--- START ---
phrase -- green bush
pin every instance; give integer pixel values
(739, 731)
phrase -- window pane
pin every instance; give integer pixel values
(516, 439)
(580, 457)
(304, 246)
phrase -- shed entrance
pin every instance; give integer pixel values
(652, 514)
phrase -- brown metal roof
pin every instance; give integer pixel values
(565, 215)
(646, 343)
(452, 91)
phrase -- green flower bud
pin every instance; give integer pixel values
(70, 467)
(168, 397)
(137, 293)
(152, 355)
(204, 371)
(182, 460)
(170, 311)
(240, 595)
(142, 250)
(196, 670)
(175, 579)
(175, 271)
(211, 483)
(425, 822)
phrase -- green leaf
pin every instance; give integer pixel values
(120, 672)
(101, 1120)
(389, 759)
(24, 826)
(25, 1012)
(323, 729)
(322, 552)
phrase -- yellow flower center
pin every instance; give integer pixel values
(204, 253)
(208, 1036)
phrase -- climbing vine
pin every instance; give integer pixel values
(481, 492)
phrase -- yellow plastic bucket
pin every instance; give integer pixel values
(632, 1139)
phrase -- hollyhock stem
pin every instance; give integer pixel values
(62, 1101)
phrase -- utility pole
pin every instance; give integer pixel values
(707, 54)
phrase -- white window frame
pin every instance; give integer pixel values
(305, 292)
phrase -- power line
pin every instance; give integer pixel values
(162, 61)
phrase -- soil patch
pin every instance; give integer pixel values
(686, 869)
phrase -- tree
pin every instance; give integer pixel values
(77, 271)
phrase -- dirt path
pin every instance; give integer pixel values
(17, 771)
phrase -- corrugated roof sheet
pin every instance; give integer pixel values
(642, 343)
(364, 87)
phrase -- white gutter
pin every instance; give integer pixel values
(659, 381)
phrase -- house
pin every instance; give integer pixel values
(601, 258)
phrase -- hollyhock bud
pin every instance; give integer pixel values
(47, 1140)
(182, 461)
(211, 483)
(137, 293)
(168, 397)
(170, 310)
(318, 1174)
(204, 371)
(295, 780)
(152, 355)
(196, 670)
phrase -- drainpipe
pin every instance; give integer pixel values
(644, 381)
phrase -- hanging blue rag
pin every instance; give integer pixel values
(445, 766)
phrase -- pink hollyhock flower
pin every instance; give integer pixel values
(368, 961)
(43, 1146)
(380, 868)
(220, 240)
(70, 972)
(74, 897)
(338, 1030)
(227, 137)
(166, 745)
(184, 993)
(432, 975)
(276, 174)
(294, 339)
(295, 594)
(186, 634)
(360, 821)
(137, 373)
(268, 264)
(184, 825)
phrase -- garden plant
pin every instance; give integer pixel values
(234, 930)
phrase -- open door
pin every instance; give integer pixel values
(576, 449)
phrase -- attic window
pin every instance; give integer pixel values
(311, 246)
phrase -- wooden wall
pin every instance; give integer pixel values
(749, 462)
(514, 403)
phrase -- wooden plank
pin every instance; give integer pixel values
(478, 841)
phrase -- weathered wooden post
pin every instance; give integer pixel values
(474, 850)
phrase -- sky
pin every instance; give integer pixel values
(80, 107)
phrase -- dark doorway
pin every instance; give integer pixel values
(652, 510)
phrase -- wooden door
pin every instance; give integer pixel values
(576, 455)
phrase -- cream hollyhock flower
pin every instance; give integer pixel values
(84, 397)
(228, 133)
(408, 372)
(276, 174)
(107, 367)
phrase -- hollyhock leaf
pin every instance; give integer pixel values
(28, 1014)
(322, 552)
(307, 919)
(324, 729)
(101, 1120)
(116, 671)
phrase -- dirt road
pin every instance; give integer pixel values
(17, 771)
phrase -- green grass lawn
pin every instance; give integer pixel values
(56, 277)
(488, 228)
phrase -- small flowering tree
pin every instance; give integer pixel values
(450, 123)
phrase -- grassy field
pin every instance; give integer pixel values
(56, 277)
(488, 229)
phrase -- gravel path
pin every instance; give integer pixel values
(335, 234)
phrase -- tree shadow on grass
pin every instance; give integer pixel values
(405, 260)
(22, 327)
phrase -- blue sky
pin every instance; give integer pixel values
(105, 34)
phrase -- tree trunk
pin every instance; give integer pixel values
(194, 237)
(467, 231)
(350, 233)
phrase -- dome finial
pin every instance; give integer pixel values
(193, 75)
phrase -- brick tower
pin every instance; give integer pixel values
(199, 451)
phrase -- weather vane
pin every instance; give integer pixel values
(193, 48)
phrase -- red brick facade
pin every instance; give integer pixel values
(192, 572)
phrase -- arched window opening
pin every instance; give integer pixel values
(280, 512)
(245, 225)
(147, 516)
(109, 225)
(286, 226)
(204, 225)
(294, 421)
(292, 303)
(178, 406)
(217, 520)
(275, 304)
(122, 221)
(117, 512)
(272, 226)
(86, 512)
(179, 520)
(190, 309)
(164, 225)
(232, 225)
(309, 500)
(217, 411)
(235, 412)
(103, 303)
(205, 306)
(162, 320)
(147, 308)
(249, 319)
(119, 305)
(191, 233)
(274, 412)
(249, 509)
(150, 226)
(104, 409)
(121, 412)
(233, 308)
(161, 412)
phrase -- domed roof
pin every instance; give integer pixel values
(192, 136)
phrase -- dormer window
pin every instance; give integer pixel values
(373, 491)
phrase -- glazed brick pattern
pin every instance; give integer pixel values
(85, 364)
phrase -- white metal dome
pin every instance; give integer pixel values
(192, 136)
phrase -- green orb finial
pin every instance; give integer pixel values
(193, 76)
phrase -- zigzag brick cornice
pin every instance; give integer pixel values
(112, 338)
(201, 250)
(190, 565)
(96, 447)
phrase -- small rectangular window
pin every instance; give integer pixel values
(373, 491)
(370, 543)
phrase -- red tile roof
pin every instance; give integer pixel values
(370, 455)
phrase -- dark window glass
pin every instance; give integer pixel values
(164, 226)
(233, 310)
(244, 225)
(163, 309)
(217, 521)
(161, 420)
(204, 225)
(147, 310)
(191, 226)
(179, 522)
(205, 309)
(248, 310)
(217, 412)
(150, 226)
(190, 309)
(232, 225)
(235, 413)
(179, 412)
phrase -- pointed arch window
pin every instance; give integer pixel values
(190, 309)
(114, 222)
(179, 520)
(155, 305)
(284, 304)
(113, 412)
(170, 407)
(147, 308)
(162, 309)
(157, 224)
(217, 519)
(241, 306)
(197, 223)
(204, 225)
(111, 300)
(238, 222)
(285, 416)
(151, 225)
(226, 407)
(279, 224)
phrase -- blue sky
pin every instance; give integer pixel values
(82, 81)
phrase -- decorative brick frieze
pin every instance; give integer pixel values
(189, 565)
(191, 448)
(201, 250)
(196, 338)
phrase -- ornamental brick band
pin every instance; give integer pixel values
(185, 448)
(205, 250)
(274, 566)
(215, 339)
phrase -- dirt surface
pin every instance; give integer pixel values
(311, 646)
--- END ---
--- START ---
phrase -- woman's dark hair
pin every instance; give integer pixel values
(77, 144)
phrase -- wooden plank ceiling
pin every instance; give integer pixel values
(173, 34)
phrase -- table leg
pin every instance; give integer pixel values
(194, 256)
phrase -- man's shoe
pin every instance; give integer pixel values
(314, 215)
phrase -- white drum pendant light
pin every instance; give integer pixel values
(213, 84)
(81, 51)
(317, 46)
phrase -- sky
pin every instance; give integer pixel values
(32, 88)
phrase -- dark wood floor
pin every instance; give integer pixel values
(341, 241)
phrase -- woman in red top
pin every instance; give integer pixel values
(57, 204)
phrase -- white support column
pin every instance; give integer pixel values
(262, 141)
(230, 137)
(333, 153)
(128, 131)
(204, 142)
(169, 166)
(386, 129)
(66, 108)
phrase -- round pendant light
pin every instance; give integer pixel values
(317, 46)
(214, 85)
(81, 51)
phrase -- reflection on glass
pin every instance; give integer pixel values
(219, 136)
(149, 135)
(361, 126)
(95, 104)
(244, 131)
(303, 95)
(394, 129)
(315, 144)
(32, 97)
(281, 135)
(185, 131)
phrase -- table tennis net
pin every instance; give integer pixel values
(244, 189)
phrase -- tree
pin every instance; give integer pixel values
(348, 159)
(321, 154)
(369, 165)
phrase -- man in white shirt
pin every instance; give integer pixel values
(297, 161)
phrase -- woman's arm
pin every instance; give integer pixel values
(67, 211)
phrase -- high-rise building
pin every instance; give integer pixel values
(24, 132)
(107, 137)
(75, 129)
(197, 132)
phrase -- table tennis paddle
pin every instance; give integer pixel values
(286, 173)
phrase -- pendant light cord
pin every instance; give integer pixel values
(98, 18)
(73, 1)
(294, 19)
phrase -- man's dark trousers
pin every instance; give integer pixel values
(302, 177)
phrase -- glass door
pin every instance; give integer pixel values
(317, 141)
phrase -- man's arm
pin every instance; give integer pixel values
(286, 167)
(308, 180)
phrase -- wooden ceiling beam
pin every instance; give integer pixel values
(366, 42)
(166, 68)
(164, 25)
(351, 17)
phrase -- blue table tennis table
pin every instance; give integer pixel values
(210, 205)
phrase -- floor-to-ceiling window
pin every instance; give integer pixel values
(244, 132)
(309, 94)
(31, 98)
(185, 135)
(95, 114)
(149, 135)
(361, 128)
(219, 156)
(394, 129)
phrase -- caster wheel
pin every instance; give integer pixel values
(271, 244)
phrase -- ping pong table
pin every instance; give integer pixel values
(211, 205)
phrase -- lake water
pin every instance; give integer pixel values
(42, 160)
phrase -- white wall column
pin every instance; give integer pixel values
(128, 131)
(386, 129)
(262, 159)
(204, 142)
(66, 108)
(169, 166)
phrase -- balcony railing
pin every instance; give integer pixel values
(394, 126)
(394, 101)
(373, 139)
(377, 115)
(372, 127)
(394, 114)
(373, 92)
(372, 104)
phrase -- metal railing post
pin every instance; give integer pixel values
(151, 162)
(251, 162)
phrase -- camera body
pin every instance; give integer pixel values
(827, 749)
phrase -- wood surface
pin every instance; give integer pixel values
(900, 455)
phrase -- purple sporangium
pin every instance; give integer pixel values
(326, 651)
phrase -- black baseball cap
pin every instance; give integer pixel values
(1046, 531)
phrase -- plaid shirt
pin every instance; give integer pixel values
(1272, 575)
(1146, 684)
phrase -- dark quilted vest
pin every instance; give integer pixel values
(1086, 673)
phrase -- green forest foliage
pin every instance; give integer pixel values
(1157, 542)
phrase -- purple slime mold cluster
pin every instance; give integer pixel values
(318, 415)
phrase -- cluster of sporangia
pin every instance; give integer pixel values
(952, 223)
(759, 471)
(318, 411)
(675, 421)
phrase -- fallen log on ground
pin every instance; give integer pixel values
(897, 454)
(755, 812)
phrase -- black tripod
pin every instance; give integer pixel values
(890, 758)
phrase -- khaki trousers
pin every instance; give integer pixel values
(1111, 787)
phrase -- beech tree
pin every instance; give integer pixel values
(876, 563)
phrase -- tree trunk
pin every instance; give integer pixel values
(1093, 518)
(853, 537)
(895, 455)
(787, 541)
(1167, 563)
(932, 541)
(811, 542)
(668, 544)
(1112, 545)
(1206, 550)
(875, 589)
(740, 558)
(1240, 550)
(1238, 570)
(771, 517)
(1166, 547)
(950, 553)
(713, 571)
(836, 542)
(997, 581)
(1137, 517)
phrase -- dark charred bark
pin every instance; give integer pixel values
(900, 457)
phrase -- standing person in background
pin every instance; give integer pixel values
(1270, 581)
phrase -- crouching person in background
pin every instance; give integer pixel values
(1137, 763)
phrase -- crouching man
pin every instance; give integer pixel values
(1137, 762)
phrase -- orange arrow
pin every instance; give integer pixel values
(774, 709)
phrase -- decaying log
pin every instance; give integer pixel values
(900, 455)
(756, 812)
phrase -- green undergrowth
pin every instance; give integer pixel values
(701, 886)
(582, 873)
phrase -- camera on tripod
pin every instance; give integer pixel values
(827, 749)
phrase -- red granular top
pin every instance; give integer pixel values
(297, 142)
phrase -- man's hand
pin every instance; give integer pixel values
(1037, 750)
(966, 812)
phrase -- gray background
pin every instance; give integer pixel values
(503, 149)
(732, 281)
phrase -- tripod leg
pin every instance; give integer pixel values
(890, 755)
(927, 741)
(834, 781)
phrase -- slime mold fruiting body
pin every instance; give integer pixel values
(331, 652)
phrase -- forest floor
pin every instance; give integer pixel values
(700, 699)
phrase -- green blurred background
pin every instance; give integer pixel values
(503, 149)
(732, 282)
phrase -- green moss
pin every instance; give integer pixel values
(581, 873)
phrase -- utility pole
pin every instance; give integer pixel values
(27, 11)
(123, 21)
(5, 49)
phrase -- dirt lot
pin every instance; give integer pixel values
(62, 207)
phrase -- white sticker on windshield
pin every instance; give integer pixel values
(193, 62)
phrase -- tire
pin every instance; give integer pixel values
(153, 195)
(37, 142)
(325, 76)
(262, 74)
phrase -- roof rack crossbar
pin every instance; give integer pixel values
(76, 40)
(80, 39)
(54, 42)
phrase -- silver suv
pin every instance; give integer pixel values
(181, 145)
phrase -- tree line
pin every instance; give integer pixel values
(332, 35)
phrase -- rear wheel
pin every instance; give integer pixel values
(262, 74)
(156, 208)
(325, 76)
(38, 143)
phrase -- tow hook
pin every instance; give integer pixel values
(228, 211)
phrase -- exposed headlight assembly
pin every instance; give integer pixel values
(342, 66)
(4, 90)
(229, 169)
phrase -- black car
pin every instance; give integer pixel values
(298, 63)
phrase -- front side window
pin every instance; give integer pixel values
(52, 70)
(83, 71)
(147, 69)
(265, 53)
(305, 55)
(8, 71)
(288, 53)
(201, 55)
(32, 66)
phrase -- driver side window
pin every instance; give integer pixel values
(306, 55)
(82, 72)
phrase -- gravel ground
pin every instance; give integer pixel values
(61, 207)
--- END ---
# TASK BRIEF:
Only lines holding "gravel" are wanted; copy all of them from the listing.

# ANSWER:
phrase -- gravel path
phrase -- gravel ground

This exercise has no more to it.